> What is required: Reproduce every line of the data below word for word, leaving nothing out and changing nothing.

> Exercise inputs:
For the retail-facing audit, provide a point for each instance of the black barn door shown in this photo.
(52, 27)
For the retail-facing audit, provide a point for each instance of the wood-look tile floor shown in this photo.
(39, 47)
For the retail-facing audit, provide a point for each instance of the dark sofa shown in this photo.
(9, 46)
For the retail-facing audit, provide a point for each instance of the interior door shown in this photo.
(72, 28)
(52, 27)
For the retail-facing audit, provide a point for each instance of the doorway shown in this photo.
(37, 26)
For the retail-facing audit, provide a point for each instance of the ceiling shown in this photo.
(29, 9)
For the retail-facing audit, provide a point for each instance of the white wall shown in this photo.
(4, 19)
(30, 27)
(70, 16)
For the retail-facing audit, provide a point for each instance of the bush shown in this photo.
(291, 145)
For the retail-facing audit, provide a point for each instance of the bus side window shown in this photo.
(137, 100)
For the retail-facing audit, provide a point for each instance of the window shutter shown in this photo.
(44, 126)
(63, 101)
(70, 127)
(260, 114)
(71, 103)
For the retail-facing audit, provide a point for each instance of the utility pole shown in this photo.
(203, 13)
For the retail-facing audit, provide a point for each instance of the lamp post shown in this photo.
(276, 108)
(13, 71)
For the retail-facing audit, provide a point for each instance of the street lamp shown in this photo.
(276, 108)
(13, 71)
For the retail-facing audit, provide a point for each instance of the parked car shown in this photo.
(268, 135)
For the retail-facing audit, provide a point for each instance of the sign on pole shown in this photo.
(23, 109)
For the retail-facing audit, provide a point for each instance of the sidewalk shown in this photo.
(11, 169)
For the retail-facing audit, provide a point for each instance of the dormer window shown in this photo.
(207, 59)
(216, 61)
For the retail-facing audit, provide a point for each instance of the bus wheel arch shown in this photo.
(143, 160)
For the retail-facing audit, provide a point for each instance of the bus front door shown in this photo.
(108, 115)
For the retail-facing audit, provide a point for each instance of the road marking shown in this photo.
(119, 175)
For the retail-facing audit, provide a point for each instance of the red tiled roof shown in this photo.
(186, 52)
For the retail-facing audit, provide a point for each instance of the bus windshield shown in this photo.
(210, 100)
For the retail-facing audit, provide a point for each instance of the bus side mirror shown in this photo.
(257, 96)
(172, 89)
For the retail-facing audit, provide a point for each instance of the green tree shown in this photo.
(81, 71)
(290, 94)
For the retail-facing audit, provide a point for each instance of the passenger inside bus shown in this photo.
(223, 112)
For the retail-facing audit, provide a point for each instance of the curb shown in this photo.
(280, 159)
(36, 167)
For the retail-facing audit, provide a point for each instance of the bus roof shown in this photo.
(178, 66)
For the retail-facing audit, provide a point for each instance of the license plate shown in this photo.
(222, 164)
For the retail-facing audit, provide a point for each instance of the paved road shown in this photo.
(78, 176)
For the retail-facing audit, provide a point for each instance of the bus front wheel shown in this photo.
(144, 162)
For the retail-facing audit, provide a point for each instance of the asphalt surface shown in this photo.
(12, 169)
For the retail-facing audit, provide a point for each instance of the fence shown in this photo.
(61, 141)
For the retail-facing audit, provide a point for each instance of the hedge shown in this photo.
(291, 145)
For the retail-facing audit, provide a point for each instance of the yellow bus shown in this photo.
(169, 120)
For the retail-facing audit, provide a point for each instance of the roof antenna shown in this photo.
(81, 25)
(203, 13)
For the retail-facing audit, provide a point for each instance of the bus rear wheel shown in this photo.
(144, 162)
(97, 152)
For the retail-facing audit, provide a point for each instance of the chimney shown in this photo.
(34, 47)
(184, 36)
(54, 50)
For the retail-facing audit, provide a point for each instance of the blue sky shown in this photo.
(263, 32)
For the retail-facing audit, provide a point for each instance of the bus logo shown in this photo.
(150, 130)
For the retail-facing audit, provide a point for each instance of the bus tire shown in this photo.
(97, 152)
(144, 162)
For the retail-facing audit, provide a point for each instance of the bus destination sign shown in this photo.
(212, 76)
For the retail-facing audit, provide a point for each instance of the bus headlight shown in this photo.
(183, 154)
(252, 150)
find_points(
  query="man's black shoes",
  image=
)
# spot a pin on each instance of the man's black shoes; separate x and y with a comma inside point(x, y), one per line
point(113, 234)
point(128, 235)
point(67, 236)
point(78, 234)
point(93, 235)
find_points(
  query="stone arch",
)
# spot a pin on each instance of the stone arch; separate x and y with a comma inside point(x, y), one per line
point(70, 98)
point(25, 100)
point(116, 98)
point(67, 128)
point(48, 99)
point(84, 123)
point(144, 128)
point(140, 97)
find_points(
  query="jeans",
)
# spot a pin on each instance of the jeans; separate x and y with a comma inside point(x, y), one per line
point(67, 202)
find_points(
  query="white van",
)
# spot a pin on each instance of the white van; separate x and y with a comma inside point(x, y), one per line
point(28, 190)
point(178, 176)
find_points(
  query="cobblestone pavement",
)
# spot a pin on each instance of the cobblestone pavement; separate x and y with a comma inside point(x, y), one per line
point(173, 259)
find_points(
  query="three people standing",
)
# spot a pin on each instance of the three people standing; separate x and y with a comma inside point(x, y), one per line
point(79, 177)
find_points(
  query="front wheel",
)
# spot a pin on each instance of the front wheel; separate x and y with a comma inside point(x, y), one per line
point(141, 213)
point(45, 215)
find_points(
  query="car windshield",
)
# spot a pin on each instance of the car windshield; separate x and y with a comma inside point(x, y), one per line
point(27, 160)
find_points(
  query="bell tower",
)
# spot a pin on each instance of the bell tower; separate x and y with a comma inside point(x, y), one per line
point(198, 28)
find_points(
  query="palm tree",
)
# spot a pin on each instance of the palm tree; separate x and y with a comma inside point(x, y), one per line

> Completed exercise:
For the retail-facing audit, provide a point for each instance of the black barn door shown in this photo.
(52, 27)
For the retail-facing audit, provide a point for each instance of the wood-look tile floor shown in this photo.
(39, 47)
For the retail-facing audit, provide a point for each instance of the dark sofa shown in this photo.
(9, 46)
For the retail-facing audit, provide a point for each instance of the interior door shown in this photo.
(72, 28)
(52, 27)
For the retail-facing audit, provide a point for each instance of the doorway shown in this photo.
(37, 26)
For the retail-facing audit, provide a point for each instance of the ceiling shown in this photo.
(29, 9)
For the retail-facing audit, provide a point for each instance of the white wall shown in this photo.
(4, 19)
(30, 27)
(70, 16)
For the retail-facing audit, provide a point for each instance of the bush shown in this photo.
(291, 145)
For the retail-facing audit, provide a point for each instance of the bus side window shown in this photo.
(137, 100)
For the retail-facing audit, provide a point for each instance of the window shutter shown in this photo.
(44, 126)
(63, 101)
(70, 127)
(260, 114)
(71, 103)
For the retail-facing audit, provide a point for each instance of the utility pole shown in this photo.
(203, 13)
For the retail-facing audit, provide a point for each instance of the lamp post shown in this photo.
(276, 108)
(13, 71)
For the retail-facing audit, provide a point for each instance of the street lamp shown in this photo.
(276, 108)
(13, 71)
For the retail-facing audit, provide a point for each instance of the parked car shown in this photo.
(268, 135)
For the retail-facing audit, provide a point for each instance of the sign on pole shown in this photo.
(23, 109)
For the retail-facing audit, provide a point for each instance of the sidewalk shown in this photo.
(11, 169)
For the retail-facing audit, provide a point for each instance of the dormer window shown in this photo.
(207, 59)
(216, 61)
For the retail-facing audit, provide a point for each instance of the bus wheel arch shown in this photo.
(143, 160)
For the retail-facing audit, provide a point for each instance of the bus front door shown in this photo.
(108, 115)
For the retail-facing audit, provide a point for each instance of the road marking shown in this photo.
(119, 175)
For the retail-facing audit, provide a point for each instance of the red tiled roof shown in this photo.
(186, 52)
For the retail-facing audit, provide a point for each instance of the bus windshield shown in this photo.
(210, 100)
For the retail-facing audit, provide a point for each instance of the bus side mirror shown in this photo.
(257, 96)
(172, 89)
For the retail-facing audit, provide a point for each instance of the green tree shown in this photo.
(81, 71)
(290, 94)
For the retail-facing audit, provide a point for each instance of the passenger inside bus shown in this photo.
(223, 112)
For the retail-facing audit, provide a point for each instance of the curb shown in this photo.
(280, 159)
(36, 167)
For the retail-facing audit, provide a point for each instance of the bus roof shown in this photo.
(178, 66)
For the retail-facing audit, provide a point for each instance of the license plate shown in this photo.
(222, 164)
For the retail-facing audit, provide a point for each instance of the paved road shown in this photo.
(78, 176)
For the retail-facing audit, provide a point for each instance of the bus front wheel shown in this photo.
(144, 162)
For the retail-facing audit, provide a point for each instance of the asphalt surface shown in this photo.
(12, 169)
For the retail-facing audit, provide a point for each instance of the fence shown in this photo.
(61, 141)
For the retail-facing audit, provide a point for each instance of the hedge shown in this photo.
(291, 145)
For the retail-facing audit, provide a point for each instance of the yellow bus shown in this photo.
(169, 120)
For the retail-facing audit, provide a point for each instance of the roof antenna shown in this photo.
(81, 25)
(203, 13)
For the retail-facing audit, provide a point for each instance of the bus rear wheel shown in this photo.
(144, 162)
(97, 152)
For the retail-facing audit, provide a point for each instance of the chimney shown in this photo.
(34, 47)
(184, 36)
(54, 50)
For the retail-facing audit, provide a point for each instance of the blue sky shown in this photo.
(263, 32)
For the retail-facing audit, provide a point for each instance of the bus logo shown in this photo.
(150, 130)
For the retail-facing audit, provide a point for each instance of the bus tire shown in this photo.
(97, 152)
(144, 162)
For the retail-facing audit, provide a point for each instance of the bus destination sign shown in this photo.
(212, 76)
For the retail-facing audit, provide a point for each instance of the bus headlight shown in this photo.
(183, 154)
(252, 150)
find_points(
  query="man's black shoes",
  image=
)
# spot a pin on each instance of the man's black shoes; separate x and y with a comma inside point(x, y), one per line
point(113, 234)
point(128, 235)
point(67, 236)
point(78, 234)
point(93, 235)
find_points(
  query="stone arch",
)
# spot a pin on each instance of the stone arch; separate x and y with a comma inside point(x, y), one per line
point(70, 98)
point(25, 100)
point(116, 98)
point(67, 128)
point(48, 99)
point(84, 123)
point(144, 128)
point(140, 97)
find_points(
  query="jeans",
)
# spot a pin on each instance of the jeans; separate x and y with a comma inside point(x, y), one per line
point(67, 202)
find_points(
  query="white van",
)
# spot a pin on each instance of the white van; separate x and y with a comma inside point(x, y), one per line
point(28, 190)
point(178, 176)
find_points(
  query="cobblestone pavement",
)
# spot a pin on each instance of the cobblestone pavement; separate x and y with a comma inside point(x, y), one per line
point(173, 259)
find_points(
  query="three people standing",
)
# spot a pin on each instance of the three people standing; separate x and y with a comma inside point(x, y), one per line
point(79, 177)
find_points(
  query="front wheel",
)
# spot a pin on each instance of the front wheel; separate x and y with a comma inside point(x, y), one per line
point(141, 213)
point(45, 215)
find_points(
  query="car windshield",
)
# spot a pin on each instance of the car windshield; separate x and y with a comma inside point(x, y), one per line
point(27, 160)
find_points(
  query="bell tower",
)
# spot a pin on each instance of the bell tower; separate x and y with a comma inside point(x, y), one per line
point(198, 28)
find_points(
  query="palm tree",
)
# spot a pin on each instance of the palm tree; separate x and y with a comma inside point(x, y), one per line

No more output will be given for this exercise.